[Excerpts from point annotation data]
----

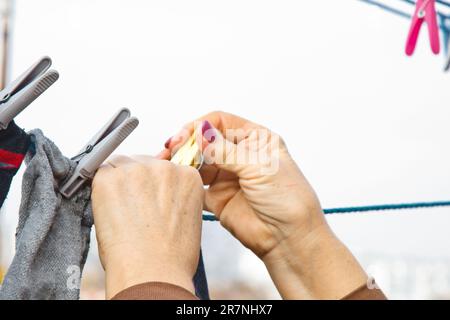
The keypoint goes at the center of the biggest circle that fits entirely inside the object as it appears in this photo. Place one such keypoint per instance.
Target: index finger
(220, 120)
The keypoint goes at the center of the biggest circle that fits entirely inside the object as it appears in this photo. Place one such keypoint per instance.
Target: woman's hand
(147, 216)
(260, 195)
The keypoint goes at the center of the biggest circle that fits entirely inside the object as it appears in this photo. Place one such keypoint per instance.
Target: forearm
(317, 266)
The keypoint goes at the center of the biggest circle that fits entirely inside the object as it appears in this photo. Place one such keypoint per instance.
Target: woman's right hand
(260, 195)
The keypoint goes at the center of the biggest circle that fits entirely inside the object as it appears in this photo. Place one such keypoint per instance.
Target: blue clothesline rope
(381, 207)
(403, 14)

----

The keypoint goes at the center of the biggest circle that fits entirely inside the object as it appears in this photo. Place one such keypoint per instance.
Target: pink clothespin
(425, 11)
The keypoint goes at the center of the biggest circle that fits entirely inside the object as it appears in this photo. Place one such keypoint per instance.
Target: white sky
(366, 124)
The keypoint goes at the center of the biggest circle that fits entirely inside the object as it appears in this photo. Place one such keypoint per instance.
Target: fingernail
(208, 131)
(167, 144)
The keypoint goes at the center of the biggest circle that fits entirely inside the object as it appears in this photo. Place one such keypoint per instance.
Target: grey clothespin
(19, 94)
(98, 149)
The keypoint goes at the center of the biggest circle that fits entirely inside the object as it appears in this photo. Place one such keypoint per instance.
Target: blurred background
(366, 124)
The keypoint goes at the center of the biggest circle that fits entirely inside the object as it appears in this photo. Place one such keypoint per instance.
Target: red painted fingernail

----

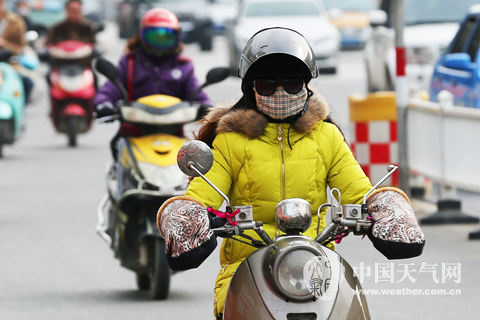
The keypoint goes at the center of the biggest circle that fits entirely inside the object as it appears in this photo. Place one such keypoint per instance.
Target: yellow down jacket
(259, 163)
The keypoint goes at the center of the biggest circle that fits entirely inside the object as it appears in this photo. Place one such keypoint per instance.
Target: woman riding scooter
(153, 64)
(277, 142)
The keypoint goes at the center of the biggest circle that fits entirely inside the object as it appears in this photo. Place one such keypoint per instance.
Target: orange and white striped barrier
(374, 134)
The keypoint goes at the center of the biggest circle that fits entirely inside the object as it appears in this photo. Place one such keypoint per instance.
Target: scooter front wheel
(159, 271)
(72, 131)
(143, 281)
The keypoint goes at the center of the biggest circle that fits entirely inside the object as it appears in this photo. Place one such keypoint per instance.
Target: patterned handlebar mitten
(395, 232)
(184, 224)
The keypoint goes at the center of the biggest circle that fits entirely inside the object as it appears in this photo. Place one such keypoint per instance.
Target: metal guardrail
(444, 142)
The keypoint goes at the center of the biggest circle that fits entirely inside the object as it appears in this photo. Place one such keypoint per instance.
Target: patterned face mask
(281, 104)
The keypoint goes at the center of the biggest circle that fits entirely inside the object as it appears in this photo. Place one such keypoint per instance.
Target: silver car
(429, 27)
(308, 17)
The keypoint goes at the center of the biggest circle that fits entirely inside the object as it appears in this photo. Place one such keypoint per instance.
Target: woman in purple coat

----

▸ **Set exercise**
Gather every line in the material that contains the string "white". Treat the match as case-sensitive.

▸ **Full solution**
Target: white sky
Target: orange and white striped barrier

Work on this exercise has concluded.